_What to do_.
Find the line that contains "the dark parked"; then retype it and each line after it, exactly, through the final line of the data below.

Items from a data source
"""

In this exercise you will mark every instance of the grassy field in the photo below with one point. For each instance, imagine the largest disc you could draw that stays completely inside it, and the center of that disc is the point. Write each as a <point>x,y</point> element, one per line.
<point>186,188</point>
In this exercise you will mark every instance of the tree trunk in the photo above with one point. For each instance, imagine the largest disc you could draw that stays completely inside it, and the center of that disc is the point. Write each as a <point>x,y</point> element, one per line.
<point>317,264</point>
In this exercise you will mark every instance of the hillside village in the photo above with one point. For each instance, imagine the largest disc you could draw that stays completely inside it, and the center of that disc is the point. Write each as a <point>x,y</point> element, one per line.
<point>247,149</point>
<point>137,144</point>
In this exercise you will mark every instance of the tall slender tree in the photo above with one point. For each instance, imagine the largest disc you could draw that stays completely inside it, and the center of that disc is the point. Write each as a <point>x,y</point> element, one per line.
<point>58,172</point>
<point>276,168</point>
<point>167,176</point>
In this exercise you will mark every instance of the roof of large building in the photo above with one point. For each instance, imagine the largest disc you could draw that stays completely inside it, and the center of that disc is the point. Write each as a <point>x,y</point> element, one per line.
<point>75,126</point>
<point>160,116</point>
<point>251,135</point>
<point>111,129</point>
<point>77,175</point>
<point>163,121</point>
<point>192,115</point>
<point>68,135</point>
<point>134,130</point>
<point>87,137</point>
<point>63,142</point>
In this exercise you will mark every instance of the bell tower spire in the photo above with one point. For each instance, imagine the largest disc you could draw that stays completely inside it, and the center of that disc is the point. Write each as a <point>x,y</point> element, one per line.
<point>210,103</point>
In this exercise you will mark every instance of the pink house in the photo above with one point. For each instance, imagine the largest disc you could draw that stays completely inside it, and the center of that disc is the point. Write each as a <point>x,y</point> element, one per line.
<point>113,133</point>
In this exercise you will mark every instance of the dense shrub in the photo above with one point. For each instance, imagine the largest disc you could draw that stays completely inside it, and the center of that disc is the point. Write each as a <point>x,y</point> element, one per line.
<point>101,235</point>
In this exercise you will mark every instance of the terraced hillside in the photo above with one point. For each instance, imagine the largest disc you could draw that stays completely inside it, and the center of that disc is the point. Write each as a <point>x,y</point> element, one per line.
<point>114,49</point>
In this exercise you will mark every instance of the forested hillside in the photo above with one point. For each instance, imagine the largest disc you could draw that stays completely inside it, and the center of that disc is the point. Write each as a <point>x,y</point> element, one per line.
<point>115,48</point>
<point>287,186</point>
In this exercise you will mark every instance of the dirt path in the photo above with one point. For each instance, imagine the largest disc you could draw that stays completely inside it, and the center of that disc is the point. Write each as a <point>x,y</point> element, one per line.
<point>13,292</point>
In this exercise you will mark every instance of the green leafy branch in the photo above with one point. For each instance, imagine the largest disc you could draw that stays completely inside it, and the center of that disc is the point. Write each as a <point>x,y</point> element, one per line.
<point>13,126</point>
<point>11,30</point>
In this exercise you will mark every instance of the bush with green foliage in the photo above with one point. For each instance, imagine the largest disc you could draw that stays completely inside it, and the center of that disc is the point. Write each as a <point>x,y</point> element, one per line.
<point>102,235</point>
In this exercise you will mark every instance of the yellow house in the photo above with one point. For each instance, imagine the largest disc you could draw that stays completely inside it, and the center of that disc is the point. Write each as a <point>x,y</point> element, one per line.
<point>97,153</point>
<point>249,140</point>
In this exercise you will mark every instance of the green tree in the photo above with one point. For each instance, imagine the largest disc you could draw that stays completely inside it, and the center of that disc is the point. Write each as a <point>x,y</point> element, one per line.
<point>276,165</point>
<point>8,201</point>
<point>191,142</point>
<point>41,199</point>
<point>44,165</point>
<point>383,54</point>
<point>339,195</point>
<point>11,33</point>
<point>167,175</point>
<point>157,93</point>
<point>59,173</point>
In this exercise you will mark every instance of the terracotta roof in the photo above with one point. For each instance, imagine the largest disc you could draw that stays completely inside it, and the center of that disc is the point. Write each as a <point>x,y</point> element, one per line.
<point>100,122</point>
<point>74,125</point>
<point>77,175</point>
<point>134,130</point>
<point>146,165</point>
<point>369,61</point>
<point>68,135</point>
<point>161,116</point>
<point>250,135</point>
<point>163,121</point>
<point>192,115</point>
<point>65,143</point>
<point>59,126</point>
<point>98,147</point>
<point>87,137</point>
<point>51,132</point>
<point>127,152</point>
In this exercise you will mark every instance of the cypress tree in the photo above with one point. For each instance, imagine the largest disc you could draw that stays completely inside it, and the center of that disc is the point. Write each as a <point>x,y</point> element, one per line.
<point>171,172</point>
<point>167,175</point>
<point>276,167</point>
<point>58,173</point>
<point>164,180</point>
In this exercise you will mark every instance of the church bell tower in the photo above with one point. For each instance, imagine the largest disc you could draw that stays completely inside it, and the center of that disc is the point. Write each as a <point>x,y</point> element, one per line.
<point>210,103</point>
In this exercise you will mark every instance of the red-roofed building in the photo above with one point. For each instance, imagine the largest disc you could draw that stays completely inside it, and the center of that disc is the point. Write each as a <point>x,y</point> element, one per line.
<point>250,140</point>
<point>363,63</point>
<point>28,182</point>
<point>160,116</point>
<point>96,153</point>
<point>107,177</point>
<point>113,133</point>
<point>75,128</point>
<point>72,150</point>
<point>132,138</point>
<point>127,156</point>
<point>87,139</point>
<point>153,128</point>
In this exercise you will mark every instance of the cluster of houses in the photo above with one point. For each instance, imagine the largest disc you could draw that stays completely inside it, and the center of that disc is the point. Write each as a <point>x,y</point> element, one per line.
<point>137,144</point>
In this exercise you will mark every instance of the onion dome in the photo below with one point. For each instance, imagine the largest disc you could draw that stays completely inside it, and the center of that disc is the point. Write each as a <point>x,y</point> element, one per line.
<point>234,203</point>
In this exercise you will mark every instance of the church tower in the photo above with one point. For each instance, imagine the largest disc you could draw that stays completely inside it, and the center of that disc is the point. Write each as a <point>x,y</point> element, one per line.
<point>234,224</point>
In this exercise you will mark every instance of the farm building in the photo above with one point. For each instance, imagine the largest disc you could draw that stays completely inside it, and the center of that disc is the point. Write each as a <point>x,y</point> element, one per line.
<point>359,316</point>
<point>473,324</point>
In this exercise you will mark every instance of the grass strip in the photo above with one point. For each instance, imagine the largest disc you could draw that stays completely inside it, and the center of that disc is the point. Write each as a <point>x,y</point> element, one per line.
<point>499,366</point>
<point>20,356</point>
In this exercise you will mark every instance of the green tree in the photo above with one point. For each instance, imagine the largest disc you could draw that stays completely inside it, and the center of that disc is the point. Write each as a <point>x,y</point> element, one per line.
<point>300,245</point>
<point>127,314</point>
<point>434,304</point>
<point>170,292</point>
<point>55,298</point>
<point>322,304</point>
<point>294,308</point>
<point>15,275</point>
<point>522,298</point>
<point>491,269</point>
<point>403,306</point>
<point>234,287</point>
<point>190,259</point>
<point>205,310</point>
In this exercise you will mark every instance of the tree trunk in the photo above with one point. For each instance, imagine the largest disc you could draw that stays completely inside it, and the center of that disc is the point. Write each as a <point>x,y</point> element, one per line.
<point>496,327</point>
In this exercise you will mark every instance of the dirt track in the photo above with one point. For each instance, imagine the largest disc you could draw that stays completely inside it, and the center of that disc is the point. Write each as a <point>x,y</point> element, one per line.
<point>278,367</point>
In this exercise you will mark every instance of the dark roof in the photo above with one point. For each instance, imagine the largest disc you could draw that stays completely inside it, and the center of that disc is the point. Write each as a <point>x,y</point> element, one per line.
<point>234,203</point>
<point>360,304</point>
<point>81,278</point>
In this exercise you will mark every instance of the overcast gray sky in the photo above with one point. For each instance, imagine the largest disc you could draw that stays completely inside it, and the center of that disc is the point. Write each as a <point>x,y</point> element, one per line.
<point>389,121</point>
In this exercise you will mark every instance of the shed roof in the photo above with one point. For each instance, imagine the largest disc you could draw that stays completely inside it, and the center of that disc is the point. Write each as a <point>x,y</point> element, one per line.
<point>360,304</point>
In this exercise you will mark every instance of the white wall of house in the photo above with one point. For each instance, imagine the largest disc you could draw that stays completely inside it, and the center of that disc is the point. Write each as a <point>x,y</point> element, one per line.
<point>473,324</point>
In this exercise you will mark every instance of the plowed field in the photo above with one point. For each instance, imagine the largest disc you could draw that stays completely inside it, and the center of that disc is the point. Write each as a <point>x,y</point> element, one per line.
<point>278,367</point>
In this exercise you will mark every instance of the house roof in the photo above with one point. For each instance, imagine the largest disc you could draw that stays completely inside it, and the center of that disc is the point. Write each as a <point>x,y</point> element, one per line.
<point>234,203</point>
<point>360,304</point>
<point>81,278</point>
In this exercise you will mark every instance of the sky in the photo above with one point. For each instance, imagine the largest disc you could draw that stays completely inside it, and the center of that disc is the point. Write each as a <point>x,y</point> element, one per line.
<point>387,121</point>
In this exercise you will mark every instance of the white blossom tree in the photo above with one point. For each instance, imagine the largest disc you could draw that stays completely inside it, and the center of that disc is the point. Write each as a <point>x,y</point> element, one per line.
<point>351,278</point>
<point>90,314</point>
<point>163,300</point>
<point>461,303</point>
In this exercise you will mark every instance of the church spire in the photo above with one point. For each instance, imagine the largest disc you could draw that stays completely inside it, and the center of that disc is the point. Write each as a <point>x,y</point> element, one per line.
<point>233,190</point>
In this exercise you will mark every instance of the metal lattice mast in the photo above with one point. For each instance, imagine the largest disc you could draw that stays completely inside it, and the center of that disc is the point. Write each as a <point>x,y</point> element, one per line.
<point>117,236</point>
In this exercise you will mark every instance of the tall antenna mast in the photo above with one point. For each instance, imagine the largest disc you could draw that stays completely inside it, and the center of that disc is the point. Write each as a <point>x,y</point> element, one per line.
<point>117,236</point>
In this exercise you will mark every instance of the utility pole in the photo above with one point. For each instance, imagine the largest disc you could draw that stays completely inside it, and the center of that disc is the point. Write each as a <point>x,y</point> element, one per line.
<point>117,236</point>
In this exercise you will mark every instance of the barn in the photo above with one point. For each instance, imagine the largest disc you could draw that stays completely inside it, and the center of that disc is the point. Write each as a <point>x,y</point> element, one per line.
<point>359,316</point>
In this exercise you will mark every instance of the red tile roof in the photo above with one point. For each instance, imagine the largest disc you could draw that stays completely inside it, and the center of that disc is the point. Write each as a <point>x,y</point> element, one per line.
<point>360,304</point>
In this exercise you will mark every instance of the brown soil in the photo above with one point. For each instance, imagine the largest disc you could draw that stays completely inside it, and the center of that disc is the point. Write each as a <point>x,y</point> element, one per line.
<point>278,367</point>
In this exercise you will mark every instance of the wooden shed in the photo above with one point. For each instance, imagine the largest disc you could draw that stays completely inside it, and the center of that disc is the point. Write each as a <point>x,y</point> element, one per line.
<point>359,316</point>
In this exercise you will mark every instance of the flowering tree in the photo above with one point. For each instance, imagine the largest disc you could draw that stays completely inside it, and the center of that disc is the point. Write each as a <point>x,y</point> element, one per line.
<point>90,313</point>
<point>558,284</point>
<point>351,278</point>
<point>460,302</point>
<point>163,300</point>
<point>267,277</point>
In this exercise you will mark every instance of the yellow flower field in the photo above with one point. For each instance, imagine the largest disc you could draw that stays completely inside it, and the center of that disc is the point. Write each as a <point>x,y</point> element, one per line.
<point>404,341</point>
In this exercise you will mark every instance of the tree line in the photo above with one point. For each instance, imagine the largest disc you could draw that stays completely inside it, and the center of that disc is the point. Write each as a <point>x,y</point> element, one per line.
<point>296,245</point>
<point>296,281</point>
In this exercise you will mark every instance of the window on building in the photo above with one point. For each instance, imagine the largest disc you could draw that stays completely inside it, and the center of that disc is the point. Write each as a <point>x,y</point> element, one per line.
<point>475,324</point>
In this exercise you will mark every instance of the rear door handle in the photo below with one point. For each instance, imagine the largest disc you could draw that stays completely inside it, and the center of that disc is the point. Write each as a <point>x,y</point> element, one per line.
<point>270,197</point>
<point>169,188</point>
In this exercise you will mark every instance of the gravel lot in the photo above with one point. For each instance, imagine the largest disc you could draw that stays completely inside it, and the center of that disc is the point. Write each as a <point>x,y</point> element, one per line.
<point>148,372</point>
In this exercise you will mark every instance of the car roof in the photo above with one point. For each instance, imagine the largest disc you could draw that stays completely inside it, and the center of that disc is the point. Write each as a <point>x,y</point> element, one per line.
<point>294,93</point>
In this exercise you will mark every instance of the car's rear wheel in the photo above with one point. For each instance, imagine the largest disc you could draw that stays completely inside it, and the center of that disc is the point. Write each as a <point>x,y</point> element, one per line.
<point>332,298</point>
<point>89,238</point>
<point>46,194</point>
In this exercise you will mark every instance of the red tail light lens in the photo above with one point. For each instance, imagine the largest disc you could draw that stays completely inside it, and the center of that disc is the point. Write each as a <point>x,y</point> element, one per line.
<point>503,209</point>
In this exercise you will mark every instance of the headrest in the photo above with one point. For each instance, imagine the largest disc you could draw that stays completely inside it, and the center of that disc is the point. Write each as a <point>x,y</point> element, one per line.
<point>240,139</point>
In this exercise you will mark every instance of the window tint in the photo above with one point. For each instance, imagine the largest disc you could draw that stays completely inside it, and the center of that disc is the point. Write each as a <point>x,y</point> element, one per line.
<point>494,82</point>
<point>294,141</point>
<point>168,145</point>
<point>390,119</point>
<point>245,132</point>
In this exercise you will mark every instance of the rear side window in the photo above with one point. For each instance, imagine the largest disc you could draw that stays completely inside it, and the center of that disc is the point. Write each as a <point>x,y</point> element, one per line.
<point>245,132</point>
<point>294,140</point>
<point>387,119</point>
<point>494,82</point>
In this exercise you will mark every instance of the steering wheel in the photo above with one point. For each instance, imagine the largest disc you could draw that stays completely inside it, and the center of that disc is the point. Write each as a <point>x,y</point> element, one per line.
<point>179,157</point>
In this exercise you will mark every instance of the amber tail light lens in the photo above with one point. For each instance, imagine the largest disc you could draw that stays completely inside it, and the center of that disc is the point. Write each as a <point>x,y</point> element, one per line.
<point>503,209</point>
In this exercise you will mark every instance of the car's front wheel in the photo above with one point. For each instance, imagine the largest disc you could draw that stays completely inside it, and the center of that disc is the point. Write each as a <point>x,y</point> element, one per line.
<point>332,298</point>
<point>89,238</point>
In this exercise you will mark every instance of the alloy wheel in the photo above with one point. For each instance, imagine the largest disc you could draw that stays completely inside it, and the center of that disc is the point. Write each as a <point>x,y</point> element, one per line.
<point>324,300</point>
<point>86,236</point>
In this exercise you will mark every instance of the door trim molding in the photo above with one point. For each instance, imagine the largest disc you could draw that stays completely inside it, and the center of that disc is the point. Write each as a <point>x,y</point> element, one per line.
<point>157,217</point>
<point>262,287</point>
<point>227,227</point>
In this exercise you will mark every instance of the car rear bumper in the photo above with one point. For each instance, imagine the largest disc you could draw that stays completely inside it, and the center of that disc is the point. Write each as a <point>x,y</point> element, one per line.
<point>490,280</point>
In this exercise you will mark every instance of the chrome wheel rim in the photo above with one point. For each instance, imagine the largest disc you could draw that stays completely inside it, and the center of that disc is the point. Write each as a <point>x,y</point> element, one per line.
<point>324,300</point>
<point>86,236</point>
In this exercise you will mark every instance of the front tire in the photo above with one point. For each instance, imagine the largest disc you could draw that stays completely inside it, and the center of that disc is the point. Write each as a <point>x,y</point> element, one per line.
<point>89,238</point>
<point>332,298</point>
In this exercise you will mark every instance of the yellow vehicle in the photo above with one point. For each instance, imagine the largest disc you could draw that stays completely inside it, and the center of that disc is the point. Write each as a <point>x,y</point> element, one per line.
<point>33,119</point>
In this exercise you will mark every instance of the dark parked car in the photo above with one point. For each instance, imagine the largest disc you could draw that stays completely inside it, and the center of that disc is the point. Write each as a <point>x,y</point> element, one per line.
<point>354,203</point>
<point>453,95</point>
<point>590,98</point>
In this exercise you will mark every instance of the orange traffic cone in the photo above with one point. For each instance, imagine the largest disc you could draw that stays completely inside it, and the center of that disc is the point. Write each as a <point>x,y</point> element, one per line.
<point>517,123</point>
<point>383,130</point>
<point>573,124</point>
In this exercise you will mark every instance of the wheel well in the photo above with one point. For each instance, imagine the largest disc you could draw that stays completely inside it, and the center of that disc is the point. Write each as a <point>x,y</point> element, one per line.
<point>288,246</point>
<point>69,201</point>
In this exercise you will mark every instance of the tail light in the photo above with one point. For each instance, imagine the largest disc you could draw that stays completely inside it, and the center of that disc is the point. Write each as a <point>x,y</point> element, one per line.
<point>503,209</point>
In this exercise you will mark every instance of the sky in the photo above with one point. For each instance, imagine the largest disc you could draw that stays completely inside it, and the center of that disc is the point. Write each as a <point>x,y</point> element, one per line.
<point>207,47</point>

"""

_Response to the task_.
In this exercise you will mark every instance of the dark parked car in the photo above with one point. For each instance, imagine the largest disc you could draw that stays completely inside it, and the center of that disc is the point. Write each as a <point>x,y</point> element, one per line.
<point>354,203</point>
<point>453,95</point>
<point>590,98</point>
In this exercise you will mark every instance of the orange traffic cone in the photo above with one point. For each instance, imagine the largest disc you could draw that stays completely inside it, and the center of that disc is the point. Write each as a <point>x,y</point> element, one per line.
<point>517,123</point>
<point>383,130</point>
<point>573,124</point>
In this exercise you will mark every instance of the wheel well in the photo above with one point. For each instance, imagine the largest disc you could draw that stays completely inside it, and the center of that disc is the point. Write each as a <point>x,y</point> element, one per line.
<point>288,246</point>
<point>69,201</point>
In this exercise you will mark every instance of the tail light in the photo above with one point. For each instance, imagine the largest disc you could draw that stays completely inside it, and the center of that disc is the point. Write each as a <point>x,y</point> element, one per line.
<point>503,209</point>
In this exercise you will mark every instance of the sky in the photo above with one point. For each instance, imagine the largest disc you could draw that stays completely inside it, and the center of that disc is the point. Write each as a <point>x,y</point> element, one per line.
<point>207,47</point>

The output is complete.